▶ [Task statement] In the records below, copy out again everything from the line containing "Mark one point on every instance of the black" down to the line containing "Target: truck rear wheel", with both of those lines included.
--- Start of Raw data ---
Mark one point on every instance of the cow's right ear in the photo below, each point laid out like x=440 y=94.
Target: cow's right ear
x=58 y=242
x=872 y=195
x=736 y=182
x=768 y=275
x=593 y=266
--- End of Raw data ---
--- Start of Raw data ---
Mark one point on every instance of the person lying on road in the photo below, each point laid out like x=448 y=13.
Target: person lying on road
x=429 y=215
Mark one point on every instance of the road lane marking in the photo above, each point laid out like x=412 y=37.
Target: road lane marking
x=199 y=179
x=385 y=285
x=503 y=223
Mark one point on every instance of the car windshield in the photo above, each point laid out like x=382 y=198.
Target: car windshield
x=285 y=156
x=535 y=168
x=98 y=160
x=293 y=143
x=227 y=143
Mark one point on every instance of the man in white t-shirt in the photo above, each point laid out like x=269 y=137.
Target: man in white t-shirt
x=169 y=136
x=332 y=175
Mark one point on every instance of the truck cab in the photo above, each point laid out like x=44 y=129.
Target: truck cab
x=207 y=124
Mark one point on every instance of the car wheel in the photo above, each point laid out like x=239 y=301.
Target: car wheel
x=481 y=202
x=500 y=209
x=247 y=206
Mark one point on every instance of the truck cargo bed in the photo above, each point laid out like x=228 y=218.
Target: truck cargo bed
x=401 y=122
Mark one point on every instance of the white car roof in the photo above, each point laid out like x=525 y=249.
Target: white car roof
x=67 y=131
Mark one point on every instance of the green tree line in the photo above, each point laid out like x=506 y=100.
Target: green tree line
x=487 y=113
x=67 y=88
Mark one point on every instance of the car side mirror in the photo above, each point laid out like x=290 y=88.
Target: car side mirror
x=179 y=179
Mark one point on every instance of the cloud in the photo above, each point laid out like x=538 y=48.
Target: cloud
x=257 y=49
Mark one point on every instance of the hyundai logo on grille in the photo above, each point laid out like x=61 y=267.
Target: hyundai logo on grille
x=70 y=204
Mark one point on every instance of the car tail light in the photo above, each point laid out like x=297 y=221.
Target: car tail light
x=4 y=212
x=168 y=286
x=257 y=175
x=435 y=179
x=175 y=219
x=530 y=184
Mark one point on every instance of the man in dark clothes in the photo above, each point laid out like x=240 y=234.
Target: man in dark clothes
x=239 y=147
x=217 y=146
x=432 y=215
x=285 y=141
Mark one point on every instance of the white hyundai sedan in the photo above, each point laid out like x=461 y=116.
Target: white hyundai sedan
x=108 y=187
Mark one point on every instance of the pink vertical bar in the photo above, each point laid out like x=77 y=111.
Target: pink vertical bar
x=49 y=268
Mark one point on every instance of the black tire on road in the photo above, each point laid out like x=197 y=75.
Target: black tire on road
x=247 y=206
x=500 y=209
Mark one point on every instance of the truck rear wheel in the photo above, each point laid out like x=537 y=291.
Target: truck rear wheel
--- End of Raw data ---
▶ [Result of the task]
Mark one point on every instance of the black tire on road in the photo above, each point laid out like x=197 y=75.
Target: black tire on road
x=247 y=206
x=500 y=209
Mark one point on every instance of the truck rear wheel in the photo above, each point laid out like x=537 y=291.
Target: truck rear wheel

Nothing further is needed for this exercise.